Start of Material
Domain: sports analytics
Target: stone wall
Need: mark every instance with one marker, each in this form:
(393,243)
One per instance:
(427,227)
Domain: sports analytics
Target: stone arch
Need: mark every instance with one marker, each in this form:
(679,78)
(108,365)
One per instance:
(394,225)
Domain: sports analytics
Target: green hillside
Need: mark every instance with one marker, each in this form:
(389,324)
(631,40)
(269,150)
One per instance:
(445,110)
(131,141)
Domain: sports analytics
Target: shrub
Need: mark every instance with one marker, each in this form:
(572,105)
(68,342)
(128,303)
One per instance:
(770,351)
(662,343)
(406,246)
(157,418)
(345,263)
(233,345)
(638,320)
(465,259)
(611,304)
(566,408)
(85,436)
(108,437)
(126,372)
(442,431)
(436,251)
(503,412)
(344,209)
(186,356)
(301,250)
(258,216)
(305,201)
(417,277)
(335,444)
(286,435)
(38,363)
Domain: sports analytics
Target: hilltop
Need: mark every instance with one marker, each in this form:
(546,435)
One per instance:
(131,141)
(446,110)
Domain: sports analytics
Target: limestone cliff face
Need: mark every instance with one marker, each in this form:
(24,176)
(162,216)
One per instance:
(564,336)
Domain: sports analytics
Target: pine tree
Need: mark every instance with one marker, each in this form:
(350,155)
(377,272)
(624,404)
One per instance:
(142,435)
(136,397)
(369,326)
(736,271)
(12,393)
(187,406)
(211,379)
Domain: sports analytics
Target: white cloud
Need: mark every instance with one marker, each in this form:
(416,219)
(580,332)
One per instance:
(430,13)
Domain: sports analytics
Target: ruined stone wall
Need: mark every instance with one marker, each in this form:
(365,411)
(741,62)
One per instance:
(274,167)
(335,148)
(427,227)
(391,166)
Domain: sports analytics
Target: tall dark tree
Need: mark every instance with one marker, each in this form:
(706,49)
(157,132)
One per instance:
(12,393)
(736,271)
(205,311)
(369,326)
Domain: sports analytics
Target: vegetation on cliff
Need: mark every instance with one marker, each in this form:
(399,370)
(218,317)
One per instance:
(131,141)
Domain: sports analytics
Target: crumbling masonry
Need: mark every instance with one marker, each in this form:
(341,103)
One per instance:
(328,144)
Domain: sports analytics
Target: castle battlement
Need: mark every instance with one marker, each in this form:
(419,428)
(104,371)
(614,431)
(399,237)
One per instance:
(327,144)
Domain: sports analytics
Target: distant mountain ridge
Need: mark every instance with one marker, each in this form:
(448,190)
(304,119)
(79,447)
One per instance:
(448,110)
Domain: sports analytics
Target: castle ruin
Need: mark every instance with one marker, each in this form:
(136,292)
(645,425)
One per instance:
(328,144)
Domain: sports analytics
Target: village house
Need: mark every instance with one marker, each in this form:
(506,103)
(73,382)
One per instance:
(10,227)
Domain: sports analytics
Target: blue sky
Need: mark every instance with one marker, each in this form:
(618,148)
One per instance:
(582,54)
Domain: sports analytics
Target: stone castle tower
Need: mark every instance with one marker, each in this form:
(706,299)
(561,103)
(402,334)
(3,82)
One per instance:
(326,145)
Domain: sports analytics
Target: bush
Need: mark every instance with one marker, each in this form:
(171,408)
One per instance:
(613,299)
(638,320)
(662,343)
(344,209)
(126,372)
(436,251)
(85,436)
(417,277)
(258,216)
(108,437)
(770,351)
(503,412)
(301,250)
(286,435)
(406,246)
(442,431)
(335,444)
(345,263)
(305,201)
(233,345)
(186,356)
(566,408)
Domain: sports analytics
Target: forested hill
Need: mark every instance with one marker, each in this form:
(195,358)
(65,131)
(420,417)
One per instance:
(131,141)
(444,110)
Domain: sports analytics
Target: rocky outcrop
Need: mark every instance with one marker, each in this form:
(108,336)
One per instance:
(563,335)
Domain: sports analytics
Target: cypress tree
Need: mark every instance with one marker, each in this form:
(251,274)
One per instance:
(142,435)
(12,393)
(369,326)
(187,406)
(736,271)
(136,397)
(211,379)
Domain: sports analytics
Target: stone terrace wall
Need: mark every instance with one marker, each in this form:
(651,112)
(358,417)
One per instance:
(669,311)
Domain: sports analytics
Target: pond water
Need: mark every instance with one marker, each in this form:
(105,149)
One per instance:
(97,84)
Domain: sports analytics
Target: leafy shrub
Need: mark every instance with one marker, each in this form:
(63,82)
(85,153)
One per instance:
End of Material
▶ **Work to be completed**: Copy out each record from above, exactly.

▶ **Finished answer**:
Domain: sports analytics
Target: stone wall
Need: mark every instance with one marker, each in this form:
(393,243)
One per instance:
(427,227)
Domain: sports analytics
Target: stone arch
Need: mark every instance with one marker, each in this form:
(679,78)
(108,365)
One per instance:
(394,225)
Domain: sports analytics
Target: green hillside
Need: mark every instance with one marker, each in this form:
(389,324)
(631,40)
(269,150)
One per instance:
(445,110)
(131,141)
Domain: sports analytics
Target: shrub
Need: mark every instance with one marker, each in this form:
(572,105)
(68,342)
(128,303)
One per instance:
(770,351)
(662,343)
(406,246)
(157,418)
(345,263)
(233,345)
(638,320)
(465,259)
(611,304)
(566,408)
(85,436)
(108,437)
(126,372)
(442,431)
(436,251)
(503,412)
(344,209)
(186,356)
(301,250)
(258,216)
(305,201)
(417,277)
(335,444)
(286,435)
(38,363)
Domain: sports analytics
Target: hilltop
Need: mark every instance with one marker, each in this form:
(546,435)
One per instance:
(131,141)
(446,110)
Domain: sports analytics
Target: limestone cliff face
Need: mark every instance with one marker, each in this form:
(24,176)
(162,216)
One per instance:
(564,336)
Domain: sports analytics
Target: pine tree
Need: mark every instance with one marker, each in this form:
(350,155)
(377,272)
(624,404)
One per instance:
(142,435)
(136,397)
(369,326)
(736,271)
(12,393)
(187,406)
(211,379)
Domain: sports analytics
Target: white cloud
Need: mark every instance with one marker, each in this form:
(416,219)
(580,332)
One per instance:
(430,13)
Domain: sports analytics
Target: ruined stone wall
Need: mark every instance with one marker, each in this form:
(365,411)
(741,62)
One per instance:
(274,167)
(335,148)
(427,227)
(391,166)
Domain: sports analytics
Target: tall dark tree
Need: mark every instance with one marker, each in this form:
(706,49)
(157,132)
One per instance:
(12,393)
(736,271)
(205,311)
(369,326)
Domain: sports analytics
Target: vegetation on cliff
Need: mark every instance with one marker, each in this form:
(399,370)
(218,317)
One per instance:
(131,141)
Domain: sports analytics
Target: crumbling masonry
Need: mark every instance with one marker, each in this form:
(341,103)
One per instance:
(328,144)
Domain: sports analytics
Target: castle battlement
Need: mark every instance with one marker, each in this form:
(419,428)
(104,371)
(614,431)
(399,237)
One per instance:
(327,144)
Domain: sports analytics
Target: distant mountain ridge
Need: mark every instance with one marker, each in this form:
(448,190)
(304,119)
(79,447)
One per instance:
(448,110)
Domain: sports analytics
Target: castle ruin
Need: mark every instance with one marker, each in this form:
(136,292)
(645,425)
One per instance:
(328,144)
Domain: sports analytics
Target: village house
Need: mark every instance with one marker, each in this form:
(506,103)
(73,382)
One per instance:
(10,227)
Domain: sports analytics
Target: blue sky
Need: mark every instance with one marker, each in this form:
(618,148)
One per instance:
(582,54)
Domain: sports analytics
Target: stone castle tower
Need: mark every instance with one marker, each in this form:
(706,299)
(561,103)
(402,334)
(3,82)
One per instance:
(326,145)
Domain: sports analytics
Target: bush
Need: mark every instance with one marker, each in this form:
(171,408)
One per instance:
(613,299)
(638,320)
(662,343)
(344,209)
(126,372)
(436,251)
(85,436)
(417,277)
(258,216)
(108,437)
(770,351)
(503,412)
(301,250)
(286,435)
(406,246)
(442,431)
(335,444)
(345,263)
(305,201)
(233,345)
(186,356)
(566,408)
Domain: sports analytics
Target: forested hill
Need: mark every instance with one marker, each in this form:
(195,358)
(65,131)
(420,417)
One per instance:
(131,141)
(444,110)
Domain: sports analytics
Target: rocky outcrop
Need: mark every instance with one marker, each in this form:
(108,336)
One per instance:
(563,335)
Domain: sports analytics
Target: cypress tree
Need: mark every instance with one marker, each in this form:
(251,274)
One per instance:
(142,435)
(12,393)
(369,326)
(187,406)
(736,271)
(136,397)
(211,379)
Domain: sports analytics
Target: stone terrace wall
Need: mark every instance with one marker, each in this form:
(651,112)
(358,417)
One per instance:
(669,311)
Domain: sports analytics
Target: pond water
Need: mark every instance with one marker, each in this form:
(105,149)
One per instance:
(97,84)
Domain: sports analytics
Target: leafy shrub
Need: mark every instance with one marker, each in this form:
(63,82)
(85,153)
One per instance:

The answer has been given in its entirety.